- What you are asked to do -
Examine the records and identify each line that includes the string "below". Copy those lines.
——————————
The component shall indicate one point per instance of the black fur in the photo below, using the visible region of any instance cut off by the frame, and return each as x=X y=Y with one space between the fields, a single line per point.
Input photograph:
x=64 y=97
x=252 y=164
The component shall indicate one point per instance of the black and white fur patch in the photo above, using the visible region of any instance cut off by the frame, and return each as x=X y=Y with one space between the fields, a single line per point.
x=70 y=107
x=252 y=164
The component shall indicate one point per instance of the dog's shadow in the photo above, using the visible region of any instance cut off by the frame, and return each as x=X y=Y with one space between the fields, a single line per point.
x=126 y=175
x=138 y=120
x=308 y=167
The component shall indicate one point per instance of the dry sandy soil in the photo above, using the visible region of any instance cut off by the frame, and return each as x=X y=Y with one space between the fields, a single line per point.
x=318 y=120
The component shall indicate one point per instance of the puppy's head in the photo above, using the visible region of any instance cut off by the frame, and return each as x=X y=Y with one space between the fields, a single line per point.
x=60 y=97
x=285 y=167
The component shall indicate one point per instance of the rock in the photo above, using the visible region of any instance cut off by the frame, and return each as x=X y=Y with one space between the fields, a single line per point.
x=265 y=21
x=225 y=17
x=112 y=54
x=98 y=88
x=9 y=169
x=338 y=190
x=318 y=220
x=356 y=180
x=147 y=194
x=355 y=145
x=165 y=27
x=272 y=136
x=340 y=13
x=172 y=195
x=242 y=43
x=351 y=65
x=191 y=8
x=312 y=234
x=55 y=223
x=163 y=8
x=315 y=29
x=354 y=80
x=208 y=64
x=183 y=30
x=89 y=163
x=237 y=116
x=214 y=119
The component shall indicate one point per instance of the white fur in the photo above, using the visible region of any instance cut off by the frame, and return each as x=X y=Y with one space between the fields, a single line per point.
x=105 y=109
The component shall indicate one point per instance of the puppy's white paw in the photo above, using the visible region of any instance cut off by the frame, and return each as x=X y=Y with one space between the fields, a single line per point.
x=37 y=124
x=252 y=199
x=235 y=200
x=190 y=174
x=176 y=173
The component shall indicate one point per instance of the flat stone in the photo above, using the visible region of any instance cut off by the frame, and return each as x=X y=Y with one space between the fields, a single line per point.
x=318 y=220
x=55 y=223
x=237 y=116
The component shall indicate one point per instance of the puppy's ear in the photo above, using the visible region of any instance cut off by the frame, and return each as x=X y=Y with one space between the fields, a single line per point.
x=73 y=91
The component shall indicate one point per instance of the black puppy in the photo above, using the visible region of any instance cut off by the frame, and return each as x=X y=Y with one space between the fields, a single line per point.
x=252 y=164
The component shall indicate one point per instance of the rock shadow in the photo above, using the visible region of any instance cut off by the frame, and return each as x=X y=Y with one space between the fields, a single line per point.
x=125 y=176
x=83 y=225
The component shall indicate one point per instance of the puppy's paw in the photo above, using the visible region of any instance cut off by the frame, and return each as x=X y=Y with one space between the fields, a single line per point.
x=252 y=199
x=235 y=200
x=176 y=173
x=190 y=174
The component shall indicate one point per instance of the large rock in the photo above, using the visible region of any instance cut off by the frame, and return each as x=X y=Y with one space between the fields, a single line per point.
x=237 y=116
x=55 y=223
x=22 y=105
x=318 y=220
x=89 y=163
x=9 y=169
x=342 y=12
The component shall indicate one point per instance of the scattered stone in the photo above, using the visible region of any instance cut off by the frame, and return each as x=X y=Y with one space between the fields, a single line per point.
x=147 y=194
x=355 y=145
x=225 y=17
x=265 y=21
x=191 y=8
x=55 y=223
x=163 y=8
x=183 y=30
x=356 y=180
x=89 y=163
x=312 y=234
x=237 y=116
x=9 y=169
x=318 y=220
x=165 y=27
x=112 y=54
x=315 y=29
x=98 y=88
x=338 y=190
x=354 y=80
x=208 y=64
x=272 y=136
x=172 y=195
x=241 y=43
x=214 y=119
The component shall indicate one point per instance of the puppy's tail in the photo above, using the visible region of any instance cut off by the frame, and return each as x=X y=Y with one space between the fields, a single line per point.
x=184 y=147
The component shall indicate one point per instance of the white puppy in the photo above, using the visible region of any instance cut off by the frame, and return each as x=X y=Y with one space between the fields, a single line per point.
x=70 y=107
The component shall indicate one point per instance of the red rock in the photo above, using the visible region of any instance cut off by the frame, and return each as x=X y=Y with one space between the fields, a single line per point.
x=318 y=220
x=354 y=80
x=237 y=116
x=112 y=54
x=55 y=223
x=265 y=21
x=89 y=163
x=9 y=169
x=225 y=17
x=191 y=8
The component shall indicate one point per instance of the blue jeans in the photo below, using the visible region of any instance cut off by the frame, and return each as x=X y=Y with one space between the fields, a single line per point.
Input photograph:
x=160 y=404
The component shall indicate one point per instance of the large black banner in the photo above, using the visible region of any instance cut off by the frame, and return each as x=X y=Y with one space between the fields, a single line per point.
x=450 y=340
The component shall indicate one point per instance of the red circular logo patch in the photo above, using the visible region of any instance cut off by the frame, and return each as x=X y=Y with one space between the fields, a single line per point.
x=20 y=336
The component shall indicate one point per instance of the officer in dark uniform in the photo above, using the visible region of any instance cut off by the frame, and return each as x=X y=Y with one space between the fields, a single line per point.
——————————
- Result for this exercise -
The component shall indicate one point per instance of the black fur in the photo below, using the visible region of any instance cut off by the frame, and return each as x=X y=Y with one space between the fields, a single line per point.
The component shall indicate one point per instance of the blue jeans in the photo below, using the visible region of any instance cut off by the frame, and return each as x=X y=Y with one space between the fields, a single line per point.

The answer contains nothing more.